Prompt
Print every line of the listing below without changing a single character.

(Items from the dataset)
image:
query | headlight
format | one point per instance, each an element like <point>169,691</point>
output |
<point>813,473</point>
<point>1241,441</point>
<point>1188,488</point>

Correct output
image:
query | headlight
format | one point per instance, each an element like <point>169,691</point>
output |
<point>813,473</point>
<point>1241,441</point>
<point>1188,488</point>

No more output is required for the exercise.